• [Prompt]
Extract every line of the listing below that contains the word "white". Treat uppercase and lowercase letters as different.
[START Data provided]
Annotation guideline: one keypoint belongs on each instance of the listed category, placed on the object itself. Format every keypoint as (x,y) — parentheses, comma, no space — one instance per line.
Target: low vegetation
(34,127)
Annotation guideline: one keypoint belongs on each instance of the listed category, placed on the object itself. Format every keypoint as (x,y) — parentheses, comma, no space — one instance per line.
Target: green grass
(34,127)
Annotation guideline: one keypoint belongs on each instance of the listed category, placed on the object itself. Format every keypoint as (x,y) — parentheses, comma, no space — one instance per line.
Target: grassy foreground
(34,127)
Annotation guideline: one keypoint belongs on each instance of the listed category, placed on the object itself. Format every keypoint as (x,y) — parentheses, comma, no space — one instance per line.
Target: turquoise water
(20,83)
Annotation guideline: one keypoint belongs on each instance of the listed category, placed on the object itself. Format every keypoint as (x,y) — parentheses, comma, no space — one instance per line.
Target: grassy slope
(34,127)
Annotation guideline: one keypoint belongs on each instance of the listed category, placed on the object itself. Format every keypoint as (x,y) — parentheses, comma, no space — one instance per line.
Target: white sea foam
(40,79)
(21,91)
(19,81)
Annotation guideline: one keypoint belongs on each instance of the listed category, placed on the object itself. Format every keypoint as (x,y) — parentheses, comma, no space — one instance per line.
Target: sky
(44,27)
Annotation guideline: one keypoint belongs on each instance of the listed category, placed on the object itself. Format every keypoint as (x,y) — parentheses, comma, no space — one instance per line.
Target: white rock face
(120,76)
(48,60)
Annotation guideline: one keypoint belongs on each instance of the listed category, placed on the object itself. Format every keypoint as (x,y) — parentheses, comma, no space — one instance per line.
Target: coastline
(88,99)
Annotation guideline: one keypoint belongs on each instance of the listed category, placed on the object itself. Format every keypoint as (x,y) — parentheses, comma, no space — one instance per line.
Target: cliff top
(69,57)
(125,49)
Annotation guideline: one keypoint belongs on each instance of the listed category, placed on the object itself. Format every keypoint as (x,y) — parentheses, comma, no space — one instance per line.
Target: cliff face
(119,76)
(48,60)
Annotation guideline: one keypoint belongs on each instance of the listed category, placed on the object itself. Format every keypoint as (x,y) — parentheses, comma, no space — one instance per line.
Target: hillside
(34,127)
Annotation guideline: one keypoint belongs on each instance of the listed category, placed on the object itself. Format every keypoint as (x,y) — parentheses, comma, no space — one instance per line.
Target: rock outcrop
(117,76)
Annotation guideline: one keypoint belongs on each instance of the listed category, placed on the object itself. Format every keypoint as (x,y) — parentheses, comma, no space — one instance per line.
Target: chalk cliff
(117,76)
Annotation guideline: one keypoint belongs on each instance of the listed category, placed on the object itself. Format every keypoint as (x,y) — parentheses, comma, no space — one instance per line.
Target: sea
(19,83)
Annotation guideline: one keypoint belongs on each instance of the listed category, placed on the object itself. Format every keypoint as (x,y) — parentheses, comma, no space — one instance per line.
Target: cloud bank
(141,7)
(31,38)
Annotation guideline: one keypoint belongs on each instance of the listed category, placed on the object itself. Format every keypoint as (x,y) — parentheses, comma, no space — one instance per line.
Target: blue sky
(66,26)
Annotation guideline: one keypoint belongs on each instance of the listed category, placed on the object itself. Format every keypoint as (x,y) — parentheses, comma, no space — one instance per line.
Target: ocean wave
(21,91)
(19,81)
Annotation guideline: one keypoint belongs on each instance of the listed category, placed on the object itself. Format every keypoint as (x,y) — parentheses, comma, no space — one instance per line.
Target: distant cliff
[END Data provided]
• [Response for this exercise]
Target: white sea foam
Target: white rock face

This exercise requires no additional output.